## What you have to do
Copy out every record below exactly as written, but leave out any pictures.

## Material for this exercise
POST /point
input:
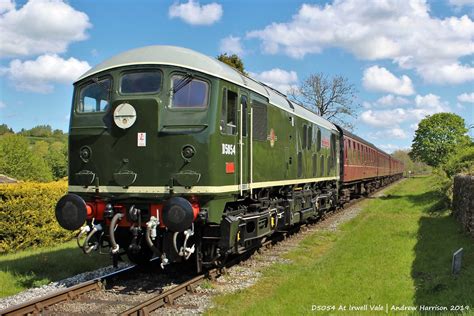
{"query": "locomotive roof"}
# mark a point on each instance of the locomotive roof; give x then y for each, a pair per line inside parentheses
(186, 58)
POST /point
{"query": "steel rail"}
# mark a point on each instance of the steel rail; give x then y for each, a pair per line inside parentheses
(38, 305)
(168, 297)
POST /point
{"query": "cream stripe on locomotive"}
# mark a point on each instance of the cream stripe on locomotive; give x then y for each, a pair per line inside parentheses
(195, 189)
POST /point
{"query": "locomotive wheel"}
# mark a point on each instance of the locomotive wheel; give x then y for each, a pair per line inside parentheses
(141, 257)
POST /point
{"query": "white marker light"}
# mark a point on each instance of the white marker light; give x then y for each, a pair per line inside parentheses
(125, 115)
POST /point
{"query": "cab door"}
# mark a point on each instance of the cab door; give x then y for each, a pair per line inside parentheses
(244, 143)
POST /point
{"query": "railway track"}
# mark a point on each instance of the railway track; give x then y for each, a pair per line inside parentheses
(37, 306)
(154, 301)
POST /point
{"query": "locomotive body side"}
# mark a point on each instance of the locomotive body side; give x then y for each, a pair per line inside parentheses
(176, 155)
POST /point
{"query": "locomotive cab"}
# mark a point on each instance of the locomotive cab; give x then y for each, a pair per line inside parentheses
(176, 155)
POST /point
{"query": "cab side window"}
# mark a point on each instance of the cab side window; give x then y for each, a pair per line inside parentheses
(229, 113)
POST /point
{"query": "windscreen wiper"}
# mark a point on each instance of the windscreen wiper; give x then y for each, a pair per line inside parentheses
(101, 84)
(183, 82)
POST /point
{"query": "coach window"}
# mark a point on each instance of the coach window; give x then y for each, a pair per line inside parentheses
(188, 93)
(300, 164)
(229, 113)
(315, 164)
(322, 166)
(310, 136)
(140, 82)
(243, 101)
(305, 135)
(318, 140)
(333, 145)
(359, 154)
(94, 97)
(259, 112)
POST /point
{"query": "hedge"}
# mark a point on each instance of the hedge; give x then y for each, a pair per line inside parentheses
(27, 215)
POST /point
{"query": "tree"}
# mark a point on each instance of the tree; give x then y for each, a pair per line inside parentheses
(4, 129)
(416, 167)
(57, 159)
(18, 161)
(437, 137)
(332, 98)
(233, 61)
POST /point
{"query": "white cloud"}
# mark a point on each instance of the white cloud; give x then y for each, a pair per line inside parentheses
(277, 78)
(385, 118)
(447, 74)
(392, 133)
(390, 148)
(460, 3)
(193, 13)
(422, 106)
(231, 45)
(401, 31)
(380, 79)
(6, 5)
(390, 100)
(41, 26)
(466, 97)
(39, 75)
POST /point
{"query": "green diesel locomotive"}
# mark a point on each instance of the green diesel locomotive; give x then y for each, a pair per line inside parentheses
(176, 155)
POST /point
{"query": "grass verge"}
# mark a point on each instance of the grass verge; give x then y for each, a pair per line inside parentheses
(397, 252)
(31, 268)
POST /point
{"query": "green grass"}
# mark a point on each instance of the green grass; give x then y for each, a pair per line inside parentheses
(398, 251)
(32, 268)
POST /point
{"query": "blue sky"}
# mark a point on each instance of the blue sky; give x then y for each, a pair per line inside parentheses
(407, 58)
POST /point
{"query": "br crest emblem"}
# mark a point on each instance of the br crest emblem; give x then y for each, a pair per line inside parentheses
(272, 137)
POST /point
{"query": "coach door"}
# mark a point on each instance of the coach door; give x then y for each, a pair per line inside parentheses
(244, 143)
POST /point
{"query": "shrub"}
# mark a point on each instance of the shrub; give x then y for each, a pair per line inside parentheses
(460, 162)
(27, 213)
(18, 161)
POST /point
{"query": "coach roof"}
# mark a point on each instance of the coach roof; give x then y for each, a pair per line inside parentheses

## Exercise answer
POST /point
input:
{"query": "locomotive roof"}
# mark a point on each instance of the locomotive roof; give x then y for each, a pair per line inside parentheses
(186, 58)
POST /point
{"query": "steel rail"}
# mark a point on each instance of the steel rail; give x then y for each, a pair per line inside parentheses
(38, 305)
(168, 297)
POST /point
{"query": "cream stripe on locomotive"}
# mark a point on each instance of the cream stripe on locomotive; give x then y for each, a pair per line inside parentheses
(195, 189)
POST /point
{"query": "locomotive wheel"}
# mark a point on each instance of the locomotive wheel; give x then y for each, a pair per line inside parentheses
(141, 257)
POST /point
{"query": "white marker light"}
# mark a point on each instance of the white marker light; give x then y for each, a pair per line inside parentheses
(125, 115)
POST /point
{"query": "cab door"}
# mark a point on each instance of the cab door; give x then y for each, a pair per line inside parentheses
(244, 143)
POST /point
{"query": "railway track"}
# mark a point on each instance of the railway track; give x then y for each, a pair per line inside parentheses
(37, 306)
(154, 301)
POST /point
{"query": "locomotive body side"}
# mark a point on each instance of the locomotive body side; give x then y for each, a pair per line inside parentheses
(176, 155)
POST /point
{"query": "locomotive cab"}
# mark a point on each instance of the locomotive cab; give x then y for each, a pair per line inside parentheses
(176, 155)
POST /point
{"query": "cab side window"}
# mark a point on each instance of the cab side window; give x then y for each, a pair per line inside parentheses
(229, 113)
POST /point
{"query": "windscreen wiper"}
# mark a point on each instance of the windscreen wiper; give x then y for each, a pair per line inside parentheses
(101, 84)
(183, 82)
POST /point
{"query": "coach window"}
# mark a point on each instance of the coach window; give x then y for each, a pair per line inside parentheses
(188, 93)
(300, 164)
(229, 113)
(315, 164)
(322, 166)
(310, 136)
(140, 82)
(243, 101)
(305, 135)
(318, 140)
(333, 145)
(359, 154)
(94, 97)
(259, 112)
POST /point
{"query": "hedge"}
# mark a point on each instance of the hedge; give x then y for each, a pair per line inside parentheses
(27, 215)
POST /point
{"query": "tree"}
# mark a point on each instance of the tree; give x then y for each, a pair per line inside parentheses
(4, 129)
(416, 167)
(57, 159)
(18, 161)
(437, 137)
(332, 98)
(233, 61)
POST /point
{"query": "white cloud"}
# mark a point on each instance of the white cloud; give x then y for each, a pair per line inside parentheses
(277, 78)
(385, 118)
(447, 74)
(392, 133)
(390, 148)
(460, 3)
(193, 13)
(422, 106)
(231, 45)
(401, 31)
(380, 79)
(6, 5)
(390, 100)
(41, 26)
(466, 97)
(39, 75)
POST /point
{"query": "green diesel locomotive"}
# mark a point on each instance of the green diesel locomotive; give x then y for each, a pair per line inside parentheses
(176, 155)
POST /point
{"query": "grass verge"}
# mark a point on each instance of the grass verge; give x then y for each, a pair per line inside parentheses
(397, 252)
(31, 268)
POST /point
{"query": "green grass"}
# mark a point on each instance of the green grass; give x then y for each, a pair per line inside parentheses
(398, 251)
(32, 268)
POST /point
{"query": "blue sky"}
# mark a point on each instance of the blue sky; give x then y for each, a pair per line inside parentheses
(407, 58)
POST /point
{"query": "br crest emblem"}
# mark a point on each instance of the br crest emblem; give x then y for each, a pair per line inside parentheses
(272, 137)
POST /point
{"query": "coach door"}
# mark a point on each instance of the coach door; give x then y for each, a pair per line inside parentheses
(244, 143)
POST /point
{"query": "shrub"}
# mark a point on each instance of the shrub; give x then y for each, a pair per line inside parentheses
(460, 162)
(27, 213)
(18, 161)
POST /point
{"query": "coach roof"}
# mark a point on each instance of the coach roof; give x then y for each, a pair per line inside parentheses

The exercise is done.